— Problem description —
Transcribe every line of the records verbatim.

— Excerpted records —
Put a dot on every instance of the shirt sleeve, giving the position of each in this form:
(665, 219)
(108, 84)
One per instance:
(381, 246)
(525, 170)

— Problem solution —
Put a dot on every instance of the shirt sleeve, giving the position of each in this form:
(665, 219)
(108, 84)
One per instance:
(381, 246)
(525, 170)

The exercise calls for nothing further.